_Exercise objective_. How many lines in the entries below contain the string "after", with case taken into account? Reply with the number alone.
[Material supplied Boundary: Start]
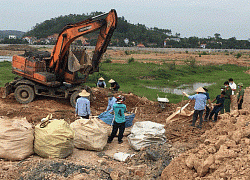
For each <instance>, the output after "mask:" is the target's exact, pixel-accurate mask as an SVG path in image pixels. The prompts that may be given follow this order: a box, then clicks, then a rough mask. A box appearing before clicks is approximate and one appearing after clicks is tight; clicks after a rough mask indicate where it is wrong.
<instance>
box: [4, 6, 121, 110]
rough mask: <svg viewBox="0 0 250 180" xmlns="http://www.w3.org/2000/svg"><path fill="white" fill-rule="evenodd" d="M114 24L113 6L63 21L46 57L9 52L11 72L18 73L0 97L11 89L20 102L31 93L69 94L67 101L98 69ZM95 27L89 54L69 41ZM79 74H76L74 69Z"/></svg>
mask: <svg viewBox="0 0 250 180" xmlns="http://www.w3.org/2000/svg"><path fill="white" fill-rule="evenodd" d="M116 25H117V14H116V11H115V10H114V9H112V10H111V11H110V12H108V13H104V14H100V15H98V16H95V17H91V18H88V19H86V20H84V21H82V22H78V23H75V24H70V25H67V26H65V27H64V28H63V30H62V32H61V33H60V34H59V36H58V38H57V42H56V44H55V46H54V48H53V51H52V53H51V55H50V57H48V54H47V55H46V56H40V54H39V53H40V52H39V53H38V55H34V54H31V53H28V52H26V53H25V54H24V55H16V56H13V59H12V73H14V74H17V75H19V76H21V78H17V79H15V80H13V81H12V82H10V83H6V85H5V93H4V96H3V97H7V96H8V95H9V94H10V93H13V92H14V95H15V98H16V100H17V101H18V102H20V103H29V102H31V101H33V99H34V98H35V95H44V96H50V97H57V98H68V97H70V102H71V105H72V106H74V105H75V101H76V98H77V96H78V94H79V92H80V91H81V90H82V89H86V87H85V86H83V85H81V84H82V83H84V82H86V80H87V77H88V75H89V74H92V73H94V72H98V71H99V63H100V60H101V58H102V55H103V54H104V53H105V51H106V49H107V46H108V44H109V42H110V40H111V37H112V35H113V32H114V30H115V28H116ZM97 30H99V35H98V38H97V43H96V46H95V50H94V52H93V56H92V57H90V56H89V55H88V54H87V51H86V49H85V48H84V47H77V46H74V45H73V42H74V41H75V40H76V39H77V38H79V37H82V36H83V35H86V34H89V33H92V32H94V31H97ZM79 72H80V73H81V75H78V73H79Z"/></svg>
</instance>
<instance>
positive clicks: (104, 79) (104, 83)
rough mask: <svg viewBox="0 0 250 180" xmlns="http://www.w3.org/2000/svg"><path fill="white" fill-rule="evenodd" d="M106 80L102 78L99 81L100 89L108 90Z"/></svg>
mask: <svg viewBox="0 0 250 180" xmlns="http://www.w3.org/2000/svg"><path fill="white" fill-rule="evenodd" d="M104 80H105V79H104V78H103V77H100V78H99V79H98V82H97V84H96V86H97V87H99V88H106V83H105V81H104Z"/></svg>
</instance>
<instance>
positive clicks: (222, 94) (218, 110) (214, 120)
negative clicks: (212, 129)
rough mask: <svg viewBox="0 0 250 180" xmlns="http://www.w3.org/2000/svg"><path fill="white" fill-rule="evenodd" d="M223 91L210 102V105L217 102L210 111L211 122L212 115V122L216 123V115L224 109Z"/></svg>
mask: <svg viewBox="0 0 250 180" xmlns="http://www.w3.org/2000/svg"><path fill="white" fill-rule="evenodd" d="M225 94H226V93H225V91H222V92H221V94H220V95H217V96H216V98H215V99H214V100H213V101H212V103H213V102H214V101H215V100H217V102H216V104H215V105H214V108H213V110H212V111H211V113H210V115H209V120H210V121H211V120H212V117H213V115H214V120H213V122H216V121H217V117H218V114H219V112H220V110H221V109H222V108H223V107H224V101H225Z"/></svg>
[Material supplied Boundary: End]
[Material supplied Boundary: Start]
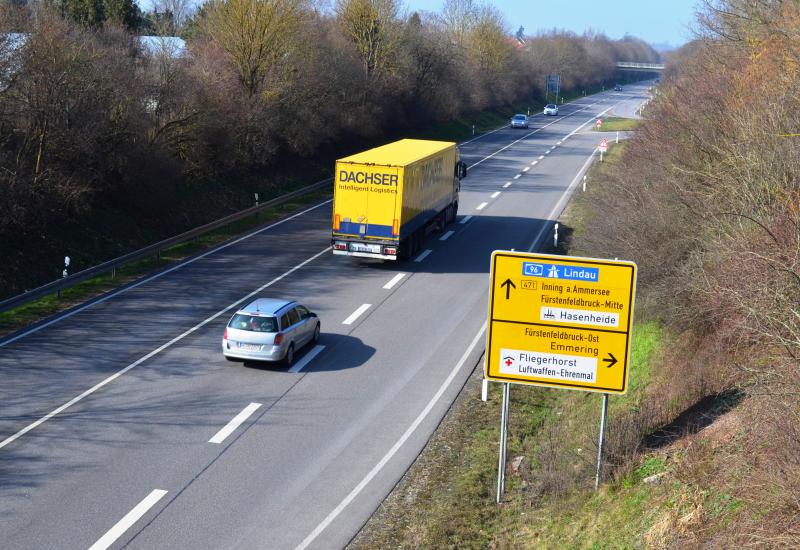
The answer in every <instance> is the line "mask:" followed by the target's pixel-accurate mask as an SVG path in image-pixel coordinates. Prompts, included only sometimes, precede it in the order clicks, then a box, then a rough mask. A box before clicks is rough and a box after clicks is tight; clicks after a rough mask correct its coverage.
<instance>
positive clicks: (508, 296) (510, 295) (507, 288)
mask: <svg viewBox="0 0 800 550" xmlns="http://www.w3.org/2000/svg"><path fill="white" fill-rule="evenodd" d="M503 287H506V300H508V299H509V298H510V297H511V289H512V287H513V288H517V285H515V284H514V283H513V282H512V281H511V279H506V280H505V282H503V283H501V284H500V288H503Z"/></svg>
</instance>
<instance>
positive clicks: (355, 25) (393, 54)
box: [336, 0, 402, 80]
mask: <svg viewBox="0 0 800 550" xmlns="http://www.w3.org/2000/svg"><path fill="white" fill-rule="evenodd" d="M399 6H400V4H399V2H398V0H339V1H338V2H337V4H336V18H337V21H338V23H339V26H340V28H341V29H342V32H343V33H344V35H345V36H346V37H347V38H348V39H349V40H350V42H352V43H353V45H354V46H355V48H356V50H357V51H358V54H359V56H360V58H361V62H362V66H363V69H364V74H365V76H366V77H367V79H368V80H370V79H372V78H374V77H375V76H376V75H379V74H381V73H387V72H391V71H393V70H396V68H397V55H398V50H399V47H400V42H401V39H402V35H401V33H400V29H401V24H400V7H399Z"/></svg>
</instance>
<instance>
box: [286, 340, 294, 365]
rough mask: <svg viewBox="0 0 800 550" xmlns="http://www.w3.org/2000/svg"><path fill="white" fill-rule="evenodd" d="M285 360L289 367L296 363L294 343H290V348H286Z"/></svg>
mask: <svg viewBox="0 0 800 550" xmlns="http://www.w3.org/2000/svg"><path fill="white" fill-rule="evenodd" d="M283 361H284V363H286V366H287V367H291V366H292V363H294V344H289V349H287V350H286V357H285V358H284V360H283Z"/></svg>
[Material supplied Boundary: End]
[Material supplied Boundary: Start]
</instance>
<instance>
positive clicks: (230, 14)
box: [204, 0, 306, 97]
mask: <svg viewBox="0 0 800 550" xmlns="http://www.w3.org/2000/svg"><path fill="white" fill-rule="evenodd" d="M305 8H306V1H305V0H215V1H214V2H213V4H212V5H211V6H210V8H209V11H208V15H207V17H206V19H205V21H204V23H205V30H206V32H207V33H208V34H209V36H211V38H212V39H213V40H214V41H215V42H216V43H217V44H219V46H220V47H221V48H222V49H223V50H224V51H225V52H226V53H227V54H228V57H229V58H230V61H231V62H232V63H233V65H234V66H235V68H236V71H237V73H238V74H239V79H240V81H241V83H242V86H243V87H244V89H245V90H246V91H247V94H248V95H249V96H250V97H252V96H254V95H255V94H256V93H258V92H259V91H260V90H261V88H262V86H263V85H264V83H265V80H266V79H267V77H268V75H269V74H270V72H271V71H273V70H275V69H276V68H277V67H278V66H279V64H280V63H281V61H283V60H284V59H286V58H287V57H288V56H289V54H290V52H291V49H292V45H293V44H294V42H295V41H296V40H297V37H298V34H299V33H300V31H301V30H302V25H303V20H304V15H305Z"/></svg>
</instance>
[Material supplied Boundary: End]
_Expected answer_. 2